0001803914FALSE00018039142021-06-282021-06-28


UNITED STATES
SECURITIES AND EXCHANGE COMMISSION
Washington, D.C. 20549
FORM 8-K
CURRENT REPORT
Pursuant to Section 13 or 15(d)
of The Securities Exchange Act of 1934
Date of Report (Date of earliest event reported): June 28, 2021
PLBY GROUP, INC.
(Exact name of registrant as specified in its charter)
Delaware 001-39312 37-1958714
(State or other jurisdiction
of incorporation)
(Commission
File Number)
(IRS Employer
Identification No.)
10960 Wilshire Blvd., Suite 2200
Los Angeles, California
90024
(Address of principal executive offices) (Zip Code)
Registrant’s telephone number, including area code: (310) 424-1800
Not Applicable
(Former name or former address, if changed since last report)
Check the appropriate box below if the Form 8-K filing is intended to simultaneously satisfy the filing obligation of the registrant under any of the following provisions:
Written communications pursuant to Rule 425 under the Securities Act (17 CFR 230.425)
Soliciting material pursuant to Rule 14a-12 under the Exchange Act (17 CFR 240.14a-12)
Pre-commencement communications pursuant to Rule 14d-2(b) under the Exchange Act (17 CFR 240.14d-2(b))
Pre-commencement communications pursuant to Rule 13e-4(c) under the Exchange Act (17 CFR 240.13e-4(c))
Securities registered pursuant to Section 12(b) of the Act:
Title of each class
Trading Symbol(s)
Name of each exchange on which registered
Common Stock, $0.0001 par value per share PLBY Nasdaq Global Market
Indicate by check mark whether the registrant is an emerging growth company as defined in Rule 405 of the Securities Act of 1933 (§230.405 of this chapter) or Rule 12b-2 of the Securities Exchange Act of 1934 (§240.12b-2 of this chapter).
Emerging growth company ☒
If an emerging growth company, indicate by check mark if the registrant has elected not to use the extended transition period for complying with any new or revised financial accounting standards provided pursuant to Section 13(a) of the Exchange Act.





Item 1.01    Entry Into a Material Definitive Agreement.

On June 29, 2021, PLBY Group, Inc., a Delaware corporation (“PLBY”), announced that it has entered into a Share Purchase Agreement (the “Agreement”), dated June 28, 2021, by and among PLBY, PLBY Australia Pty Ltd, a company organized under the laws of the Australia and an indirect, wholly-owned subsidiary of PLBY (“Buyer”), Honey Birdette (Aust) Pty Limited, a company organized under the laws of Australia (“HB”), the holders of all of the capital stock of HB (the “Sellers”), and Ray Itaoui, as the Sellers’ representative (the “Representative”), pursuant to which Buyer will acquire all of the capital stock of HB (the “Transaction”), resulting in HB becoming an indirect, wholly-owned subsidiary of PLBY.

Pursuant to the Agreement, Buyer will acquire all of the capital stock of HB for aggregate consideration valued at AUD439 million (or approximately $333 million, based on the exchange rate in effect at the close of business on June 28, 2021), subject to certain adjustments. The consideration to be paid is expected to consist of a combination of approximately AUD314 million (or approximately $238 million) of cash and shares of PLBY’s common stock valued at approximately AUD125 million (or approximately $95 million) based on the daily dollar‑volume‑weighted average price for PLBY shares, as reported by Bloomberg, L.P. for the 20 trading day period immediately preceding the date of the Agreement (the “Stock Consideration”), a portion of which Stock Consideration will be subject to restrictions on transfer under the Agreement pending the final determination of certain post-Closing True-Up adjustments as described below.

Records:
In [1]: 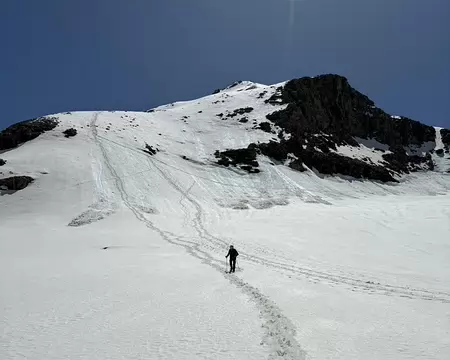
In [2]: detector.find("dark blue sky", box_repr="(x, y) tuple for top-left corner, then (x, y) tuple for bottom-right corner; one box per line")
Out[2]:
(0, 0), (450, 128)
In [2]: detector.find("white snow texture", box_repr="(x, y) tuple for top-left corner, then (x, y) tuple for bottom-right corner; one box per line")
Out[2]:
(0, 82), (450, 360)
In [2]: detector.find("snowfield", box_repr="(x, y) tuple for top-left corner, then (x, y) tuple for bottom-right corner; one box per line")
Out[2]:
(0, 82), (450, 360)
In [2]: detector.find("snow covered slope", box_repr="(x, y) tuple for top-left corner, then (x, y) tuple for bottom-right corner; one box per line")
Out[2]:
(0, 82), (450, 359)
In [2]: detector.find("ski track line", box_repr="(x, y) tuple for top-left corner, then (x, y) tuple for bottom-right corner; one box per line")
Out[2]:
(94, 119), (450, 303)
(92, 113), (306, 360)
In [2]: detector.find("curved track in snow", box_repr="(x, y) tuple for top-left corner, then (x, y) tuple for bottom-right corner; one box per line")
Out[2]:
(92, 115), (450, 303)
(91, 113), (306, 360)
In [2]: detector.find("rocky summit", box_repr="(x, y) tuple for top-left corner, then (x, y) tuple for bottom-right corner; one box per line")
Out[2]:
(0, 75), (450, 195)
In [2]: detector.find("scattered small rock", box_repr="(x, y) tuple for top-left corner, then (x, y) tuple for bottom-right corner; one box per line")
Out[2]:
(63, 128), (77, 138)
(142, 143), (159, 155)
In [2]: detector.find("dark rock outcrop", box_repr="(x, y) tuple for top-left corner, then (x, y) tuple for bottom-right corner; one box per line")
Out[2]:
(214, 144), (259, 173)
(258, 121), (272, 133)
(267, 75), (435, 146)
(63, 128), (77, 138)
(0, 117), (58, 150)
(0, 176), (34, 191)
(441, 129), (450, 148)
(228, 106), (253, 117)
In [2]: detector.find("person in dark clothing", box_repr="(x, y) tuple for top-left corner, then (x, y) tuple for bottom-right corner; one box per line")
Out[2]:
(225, 245), (239, 273)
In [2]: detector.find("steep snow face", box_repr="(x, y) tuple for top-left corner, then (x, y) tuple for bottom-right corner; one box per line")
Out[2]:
(0, 83), (450, 360)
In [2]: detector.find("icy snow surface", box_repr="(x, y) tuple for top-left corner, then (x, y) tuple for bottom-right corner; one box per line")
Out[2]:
(0, 82), (450, 360)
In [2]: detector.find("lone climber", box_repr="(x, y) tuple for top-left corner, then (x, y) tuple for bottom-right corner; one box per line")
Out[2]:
(225, 245), (239, 273)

- **YOUR TASKS**
• a. What aggregate consideration value does the filing give for the purchase of HB's capital stock?
• b. Rewrite the records from the beginning through the line containing "(0, 82), (450, 359)", replacing "snowfield" with "snow field" and changing nothing else. Leave out the pictures.
The filing and the records have no connection to each other.

- **ANSWER LIST**
• a. AUD439 million, or approximately $333 million, subject to certain adjustments.

• b.
In [1]: 
In [2]: detector.find("dark blue sky", box_repr="(x, y) tuple for top-left corner, then (x, y) tuple for bottom-right corner; one box per line")
Out[2]:
(0, 0), (450, 128)
In [2]: detector.find("white snow texture", box_repr="(x, y) tuple for top-left corner, then (x, y) tuple for bottom-right corner; one box per line")
Out[2]:
(0, 82), (450, 360)
In [2]: detector.find("snow field", box_repr="(x, y) tuple for top-left corner, then (x, y) tuple for bottom-right corner; one box per line")
Out[2]:
(0, 82), (450, 360)
In [2]: detector.find("snow covered slope", box_repr="(x, y) tuple for top-left corner, then (x, y) tuple for bottom-right corner; one box per line")
Out[2]:
(0, 82), (450, 359)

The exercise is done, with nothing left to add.